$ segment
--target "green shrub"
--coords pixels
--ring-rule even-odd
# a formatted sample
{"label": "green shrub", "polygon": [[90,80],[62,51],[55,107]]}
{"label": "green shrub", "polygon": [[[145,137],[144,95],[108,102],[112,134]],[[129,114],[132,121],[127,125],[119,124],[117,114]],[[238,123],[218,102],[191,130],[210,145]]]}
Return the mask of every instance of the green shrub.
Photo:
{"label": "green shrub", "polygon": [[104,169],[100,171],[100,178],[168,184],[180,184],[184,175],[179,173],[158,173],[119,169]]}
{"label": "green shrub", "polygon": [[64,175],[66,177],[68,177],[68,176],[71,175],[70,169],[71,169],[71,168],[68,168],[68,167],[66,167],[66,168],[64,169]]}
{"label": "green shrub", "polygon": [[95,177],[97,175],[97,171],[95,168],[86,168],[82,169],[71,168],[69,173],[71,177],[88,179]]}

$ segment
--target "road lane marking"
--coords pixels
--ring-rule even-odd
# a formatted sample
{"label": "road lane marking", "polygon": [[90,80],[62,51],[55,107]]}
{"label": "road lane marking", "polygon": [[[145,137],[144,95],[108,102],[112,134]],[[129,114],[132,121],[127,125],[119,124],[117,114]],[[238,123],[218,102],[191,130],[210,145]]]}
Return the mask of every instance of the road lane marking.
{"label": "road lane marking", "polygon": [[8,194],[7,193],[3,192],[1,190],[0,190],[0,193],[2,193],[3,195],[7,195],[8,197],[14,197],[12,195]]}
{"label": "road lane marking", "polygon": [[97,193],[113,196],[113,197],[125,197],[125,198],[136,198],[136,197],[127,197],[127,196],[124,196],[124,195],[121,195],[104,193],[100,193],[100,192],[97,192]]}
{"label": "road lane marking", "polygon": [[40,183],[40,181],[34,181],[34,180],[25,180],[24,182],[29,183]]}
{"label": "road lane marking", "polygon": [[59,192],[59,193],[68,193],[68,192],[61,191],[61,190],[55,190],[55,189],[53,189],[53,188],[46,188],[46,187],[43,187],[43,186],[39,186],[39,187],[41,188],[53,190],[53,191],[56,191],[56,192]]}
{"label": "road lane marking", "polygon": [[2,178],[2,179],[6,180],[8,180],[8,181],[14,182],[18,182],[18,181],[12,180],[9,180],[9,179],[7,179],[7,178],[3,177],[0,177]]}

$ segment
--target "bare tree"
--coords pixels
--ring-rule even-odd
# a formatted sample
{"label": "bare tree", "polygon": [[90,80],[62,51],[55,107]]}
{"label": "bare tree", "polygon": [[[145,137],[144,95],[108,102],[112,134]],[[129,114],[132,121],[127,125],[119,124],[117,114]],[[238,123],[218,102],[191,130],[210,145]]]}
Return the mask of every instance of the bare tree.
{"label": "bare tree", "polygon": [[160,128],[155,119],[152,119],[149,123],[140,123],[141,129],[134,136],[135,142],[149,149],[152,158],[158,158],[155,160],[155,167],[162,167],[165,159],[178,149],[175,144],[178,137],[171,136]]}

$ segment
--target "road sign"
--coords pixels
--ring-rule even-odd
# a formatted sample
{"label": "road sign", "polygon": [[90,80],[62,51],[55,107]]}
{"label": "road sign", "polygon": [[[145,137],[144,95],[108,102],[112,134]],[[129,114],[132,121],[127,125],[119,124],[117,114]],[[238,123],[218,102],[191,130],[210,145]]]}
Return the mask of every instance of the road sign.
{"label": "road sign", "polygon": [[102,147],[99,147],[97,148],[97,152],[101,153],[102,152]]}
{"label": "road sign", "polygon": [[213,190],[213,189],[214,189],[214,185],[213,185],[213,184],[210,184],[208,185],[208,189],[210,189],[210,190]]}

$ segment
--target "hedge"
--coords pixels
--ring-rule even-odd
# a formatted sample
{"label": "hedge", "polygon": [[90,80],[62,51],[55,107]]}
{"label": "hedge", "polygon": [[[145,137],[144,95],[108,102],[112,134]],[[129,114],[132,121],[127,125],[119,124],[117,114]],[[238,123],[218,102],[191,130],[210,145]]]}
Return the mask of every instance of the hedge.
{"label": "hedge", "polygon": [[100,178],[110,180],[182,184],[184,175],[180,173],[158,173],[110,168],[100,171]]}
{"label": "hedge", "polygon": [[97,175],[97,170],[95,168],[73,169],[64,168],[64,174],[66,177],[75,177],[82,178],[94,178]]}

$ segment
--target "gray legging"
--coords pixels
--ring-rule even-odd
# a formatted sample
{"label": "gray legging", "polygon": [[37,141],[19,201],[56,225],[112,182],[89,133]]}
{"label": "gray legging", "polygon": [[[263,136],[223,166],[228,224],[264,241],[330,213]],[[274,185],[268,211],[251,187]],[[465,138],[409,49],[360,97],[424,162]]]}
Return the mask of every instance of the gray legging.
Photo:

___

Copy out the full set of records precisely, leaving nothing out.

- Output below:
$ segment
--target "green shrub"
--coords pixels
--ring-rule even-odd
# a formatted sample
{"label": "green shrub", "polygon": [[90,80],[62,51],[55,107]]}
{"label": "green shrub", "polygon": [[[145,137],[144,95],[108,102],[112,134]],[[129,114],[132,121],[127,125],[119,124],[117,114]],[[238,123],[218,102],[191,130],[210,145]]]}
Return the mask of every instance of the green shrub.
Photo:
{"label": "green shrub", "polygon": [[104,169],[100,171],[100,178],[168,184],[180,184],[184,175],[179,173],[158,173],[119,169]]}
{"label": "green shrub", "polygon": [[64,175],[66,177],[68,177],[68,176],[71,175],[70,169],[71,169],[71,168],[68,168],[68,167],[66,167],[66,168],[64,169]]}
{"label": "green shrub", "polygon": [[95,177],[97,175],[97,171],[95,168],[86,168],[82,169],[71,168],[69,173],[71,177],[88,179]]}

$ segment
--target "road lane marking"
--coords pixels
--ring-rule even-odd
# a formatted sample
{"label": "road lane marking", "polygon": [[90,80],[62,51],[55,107]]}
{"label": "road lane marking", "polygon": [[[145,137],[144,95],[108,102],[112,134]],[[129,114],[132,121],[127,125],[119,124],[117,114]],[[238,123],[218,102],[191,130],[210,145]]]}
Return the mask of every instance of the road lane marking.
{"label": "road lane marking", "polygon": [[8,194],[7,193],[3,192],[1,190],[0,190],[0,193],[2,193],[3,195],[7,195],[8,197],[14,197],[12,195]]}
{"label": "road lane marking", "polygon": [[97,193],[113,196],[113,197],[125,197],[125,198],[136,198],[136,197],[127,197],[127,196],[124,196],[124,195],[121,195],[104,193],[100,193],[100,192],[97,192]]}
{"label": "road lane marking", "polygon": [[40,183],[40,181],[34,181],[34,180],[25,180],[24,182],[29,183]]}
{"label": "road lane marking", "polygon": [[59,192],[59,193],[68,193],[68,192],[61,191],[61,190],[55,190],[55,189],[53,189],[53,188],[46,188],[46,187],[43,187],[43,186],[39,186],[39,187],[41,188],[53,190],[53,191],[56,191],[56,192]]}
{"label": "road lane marking", "polygon": [[2,178],[2,179],[6,180],[8,180],[8,181],[14,182],[18,182],[18,181],[12,180],[9,180],[9,179],[7,179],[7,178],[3,177],[0,177]]}

$ segment
--target "bare tree"
--coords pixels
--ring-rule even-odd
# a formatted sample
{"label": "bare tree", "polygon": [[90,80],[62,51],[55,107]]}
{"label": "bare tree", "polygon": [[[145,137],[144,95],[108,102],[112,134]],[[129,114],[132,121],[127,125],[119,124],[117,114]],[[238,123],[218,102],[191,130],[210,145]]]}
Return the mask of every instance of the bare tree.
{"label": "bare tree", "polygon": [[160,128],[155,119],[152,119],[149,123],[140,123],[141,129],[134,136],[135,142],[149,149],[152,158],[158,158],[155,160],[155,167],[162,167],[165,159],[178,149],[175,144],[178,137],[171,136]]}

$ segment
--target "road sign"
--coords pixels
--ring-rule even-odd
# a formatted sample
{"label": "road sign", "polygon": [[90,80],[62,51],[55,107]]}
{"label": "road sign", "polygon": [[[145,137],[144,95],[108,102],[112,134]],[[129,114],[132,121],[127,125],[119,124],[117,114]],[[238,123],[218,102],[191,130],[210,145]]]}
Return the mask of every instance of the road sign.
{"label": "road sign", "polygon": [[102,147],[99,147],[97,148],[97,152],[101,153],[102,152]]}
{"label": "road sign", "polygon": [[213,190],[213,189],[214,189],[214,185],[213,185],[213,184],[210,184],[208,185],[208,189],[210,189],[210,190]]}

$ segment
--target "hedge"
--coords pixels
--ring-rule even-odd
# a formatted sample
{"label": "hedge", "polygon": [[90,80],[62,51],[55,107]]}
{"label": "hedge", "polygon": [[[145,137],[144,95],[108,102],[112,134]],[[129,114],[132,121],[127,125],[119,124],[117,114]],[[238,123],[218,102],[191,130],[210,145]]]}
Return the mask of every instance of the hedge.
{"label": "hedge", "polygon": [[100,178],[110,180],[182,184],[184,175],[180,173],[158,173],[110,168],[100,171]]}
{"label": "hedge", "polygon": [[97,175],[97,170],[95,168],[73,169],[64,168],[64,174],[66,177],[75,177],[82,178],[94,178]]}

$ segment
--target "gray legging"
--coords pixels
--ring-rule even-odd
# a formatted sample
{"label": "gray legging", "polygon": [[37,141],[19,201],[56,225],[112,182],[89,133]]}
{"label": "gray legging", "polygon": [[[263,136],[223,166],[228,224],[264,241],[330,213]],[[274,185],[268,211],[251,187]],[[465,138],[409,49],[360,97],[424,162]]]}
Return the mask of every instance of the gray legging.
Photo:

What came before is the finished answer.